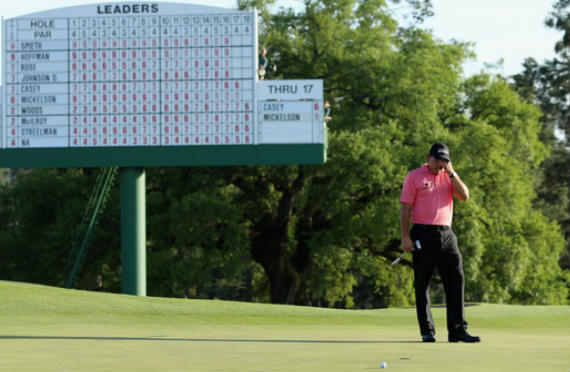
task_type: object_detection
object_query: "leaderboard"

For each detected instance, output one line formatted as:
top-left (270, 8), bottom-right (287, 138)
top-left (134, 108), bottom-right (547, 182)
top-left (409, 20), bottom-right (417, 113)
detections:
top-left (1, 3), bottom-right (257, 149)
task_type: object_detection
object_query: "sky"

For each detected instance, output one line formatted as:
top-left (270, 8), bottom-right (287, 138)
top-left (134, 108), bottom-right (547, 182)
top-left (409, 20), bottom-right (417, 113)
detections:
top-left (0, 0), bottom-right (561, 76)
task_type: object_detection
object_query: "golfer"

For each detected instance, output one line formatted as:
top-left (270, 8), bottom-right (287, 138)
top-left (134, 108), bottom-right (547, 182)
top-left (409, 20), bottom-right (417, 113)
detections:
top-left (400, 143), bottom-right (480, 342)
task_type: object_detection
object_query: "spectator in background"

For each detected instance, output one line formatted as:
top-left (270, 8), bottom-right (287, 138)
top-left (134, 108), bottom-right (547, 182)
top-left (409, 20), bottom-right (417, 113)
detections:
top-left (324, 101), bottom-right (332, 124)
top-left (259, 48), bottom-right (267, 80)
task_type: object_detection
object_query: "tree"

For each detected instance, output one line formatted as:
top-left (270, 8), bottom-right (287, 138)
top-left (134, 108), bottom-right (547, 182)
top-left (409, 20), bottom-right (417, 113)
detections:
top-left (0, 0), bottom-right (568, 308)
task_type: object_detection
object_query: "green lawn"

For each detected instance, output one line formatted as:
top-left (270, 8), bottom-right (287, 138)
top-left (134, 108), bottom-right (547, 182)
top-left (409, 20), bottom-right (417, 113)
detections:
top-left (0, 281), bottom-right (570, 372)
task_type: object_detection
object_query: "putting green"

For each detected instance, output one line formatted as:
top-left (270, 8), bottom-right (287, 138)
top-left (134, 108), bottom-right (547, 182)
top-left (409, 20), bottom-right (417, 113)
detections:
top-left (0, 281), bottom-right (570, 372)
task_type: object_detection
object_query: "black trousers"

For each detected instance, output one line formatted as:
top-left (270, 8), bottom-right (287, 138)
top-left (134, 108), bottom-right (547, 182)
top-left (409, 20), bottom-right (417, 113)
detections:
top-left (410, 224), bottom-right (467, 336)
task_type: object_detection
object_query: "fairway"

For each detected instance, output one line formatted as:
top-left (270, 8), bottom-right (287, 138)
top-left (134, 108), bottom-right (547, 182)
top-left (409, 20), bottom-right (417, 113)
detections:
top-left (0, 281), bottom-right (570, 372)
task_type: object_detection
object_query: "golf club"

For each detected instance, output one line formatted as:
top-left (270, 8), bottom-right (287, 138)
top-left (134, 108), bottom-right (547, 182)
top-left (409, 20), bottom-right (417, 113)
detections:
top-left (390, 240), bottom-right (422, 266)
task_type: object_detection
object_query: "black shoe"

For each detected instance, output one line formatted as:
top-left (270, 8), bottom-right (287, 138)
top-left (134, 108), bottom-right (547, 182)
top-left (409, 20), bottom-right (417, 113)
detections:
top-left (447, 332), bottom-right (481, 343)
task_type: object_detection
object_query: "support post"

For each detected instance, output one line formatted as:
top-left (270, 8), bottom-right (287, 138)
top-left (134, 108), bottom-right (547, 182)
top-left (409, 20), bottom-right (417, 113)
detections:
top-left (120, 168), bottom-right (146, 296)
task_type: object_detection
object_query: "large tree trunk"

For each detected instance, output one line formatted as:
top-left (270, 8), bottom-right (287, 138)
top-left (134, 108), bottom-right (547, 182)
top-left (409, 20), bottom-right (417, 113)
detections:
top-left (248, 171), bottom-right (305, 304)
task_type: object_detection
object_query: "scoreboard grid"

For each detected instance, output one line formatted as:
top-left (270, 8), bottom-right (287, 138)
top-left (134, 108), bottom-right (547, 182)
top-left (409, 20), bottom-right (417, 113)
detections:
top-left (0, 2), bottom-right (327, 168)
top-left (3, 7), bottom-right (256, 148)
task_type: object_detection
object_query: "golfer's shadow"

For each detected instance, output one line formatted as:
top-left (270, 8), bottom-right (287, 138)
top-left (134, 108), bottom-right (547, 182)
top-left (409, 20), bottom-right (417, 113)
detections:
top-left (0, 335), bottom-right (422, 344)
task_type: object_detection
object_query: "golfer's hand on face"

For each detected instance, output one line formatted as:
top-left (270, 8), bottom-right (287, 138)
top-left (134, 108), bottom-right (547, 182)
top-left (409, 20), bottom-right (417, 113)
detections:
top-left (443, 161), bottom-right (455, 174)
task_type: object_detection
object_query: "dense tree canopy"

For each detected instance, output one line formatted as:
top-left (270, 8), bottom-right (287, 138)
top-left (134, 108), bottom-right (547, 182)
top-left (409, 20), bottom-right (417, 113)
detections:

----

Exercise brief: Copy the listing above line for line, without a single change, from its first line through its last, and leave the pictures out.

Answer to this problem:
task_type: object_detection
object_query: "leaderboard"

For each detected instance, output one line formatted as:
top-left (270, 8), bottom-right (287, 138)
top-left (134, 108), bottom-right (547, 182)
top-left (409, 20), bottom-right (417, 113)
detections:
top-left (1, 3), bottom-right (257, 149)
task_type: object_detection
object_query: "sky"

For each detected instance, output one line formatted as:
top-left (270, 8), bottom-right (287, 138)
top-left (134, 108), bottom-right (547, 182)
top-left (409, 20), bottom-right (417, 113)
detections:
top-left (0, 0), bottom-right (561, 76)
task_type: object_detection
object_query: "golfer"

For each detected instance, output one line formatted as:
top-left (270, 8), bottom-right (287, 138)
top-left (134, 108), bottom-right (547, 182)
top-left (409, 20), bottom-right (417, 113)
detections:
top-left (400, 143), bottom-right (480, 342)
task_type: object_detection
object_query: "spectator in background"

For each detected instance, output one line formatted as:
top-left (270, 8), bottom-right (287, 138)
top-left (134, 108), bottom-right (547, 182)
top-left (409, 20), bottom-right (417, 113)
detections:
top-left (324, 101), bottom-right (332, 124)
top-left (259, 48), bottom-right (267, 80)
task_type: object_detection
object_query: "tree"

For each detected instance, output one line formatted as:
top-left (270, 8), bottom-right (287, 138)
top-left (134, 108), bottom-right (547, 182)
top-left (409, 20), bottom-right (417, 113)
detections:
top-left (0, 0), bottom-right (568, 308)
task_type: object_detection
object_query: "green lawn"

For each detected instance, output one line formatted as:
top-left (270, 8), bottom-right (287, 138)
top-left (134, 108), bottom-right (547, 182)
top-left (409, 20), bottom-right (417, 113)
detections:
top-left (0, 281), bottom-right (570, 372)
task_type: object_detection
object_query: "putting green"

For each detected instance, output one line formatted as:
top-left (270, 8), bottom-right (287, 138)
top-left (134, 108), bottom-right (547, 182)
top-left (409, 20), bottom-right (417, 113)
detections:
top-left (0, 281), bottom-right (570, 372)
task_type: object_detection
object_query: "black trousers"

For each detected instance, output one line formatted as:
top-left (270, 8), bottom-right (287, 138)
top-left (134, 108), bottom-right (547, 182)
top-left (409, 20), bottom-right (417, 113)
detections:
top-left (410, 224), bottom-right (467, 336)
task_type: object_detection
object_query: "fairway"

For each detected instance, output one line formatted as:
top-left (270, 8), bottom-right (287, 138)
top-left (134, 108), bottom-right (547, 182)
top-left (409, 20), bottom-right (417, 113)
detections:
top-left (0, 281), bottom-right (570, 372)
task_type: object_detection
object_query: "golf club"

For each detected instance, output one line formatted as:
top-left (270, 8), bottom-right (287, 138)
top-left (134, 108), bottom-right (547, 182)
top-left (409, 20), bottom-right (417, 113)
detections:
top-left (390, 240), bottom-right (422, 266)
task_type: object_detection
object_query: "black shoe"

For each detected instance, output one line formatted as:
top-left (270, 8), bottom-right (287, 138)
top-left (134, 108), bottom-right (547, 182)
top-left (409, 20), bottom-right (417, 113)
detections:
top-left (447, 332), bottom-right (481, 343)
task_type: object_detection
object_query: "support post"

For each detected instance, output one line formatted as:
top-left (270, 8), bottom-right (287, 138)
top-left (134, 108), bottom-right (547, 182)
top-left (409, 20), bottom-right (417, 113)
detections:
top-left (120, 168), bottom-right (146, 296)
task_type: object_detection
object_query: "large tree trunk"

For each detected instance, output one line formatted as:
top-left (270, 8), bottom-right (287, 138)
top-left (134, 108), bottom-right (547, 182)
top-left (409, 20), bottom-right (417, 113)
detections:
top-left (248, 171), bottom-right (305, 304)
task_type: object_detection
object_query: "scoreboard grid"

For each detected instance, output one line formatted as:
top-left (270, 8), bottom-right (287, 138)
top-left (134, 108), bottom-right (547, 182)
top-left (409, 20), bottom-right (417, 113)
detections:
top-left (0, 2), bottom-right (327, 168)
top-left (3, 7), bottom-right (256, 148)
task_type: object_detection
object_query: "golfer's shadow"

For each detected instance, output one line formatted as:
top-left (270, 8), bottom-right (287, 138)
top-left (134, 108), bottom-right (547, 182)
top-left (409, 20), bottom-right (417, 113)
detections:
top-left (0, 335), bottom-right (422, 344)
task_type: object_detection
object_query: "golfer's hand on face"

For each detected instance, output one line formatted as:
top-left (270, 8), bottom-right (287, 138)
top-left (134, 108), bottom-right (547, 182)
top-left (409, 20), bottom-right (417, 113)
detections:
top-left (443, 161), bottom-right (455, 174)
task_type: object_detection
object_query: "dense tree canopy"

For each detected instance, output one line formatted as:
top-left (270, 8), bottom-right (287, 138)
top-left (134, 108), bottom-right (547, 182)
top-left (409, 20), bottom-right (417, 113)
detections:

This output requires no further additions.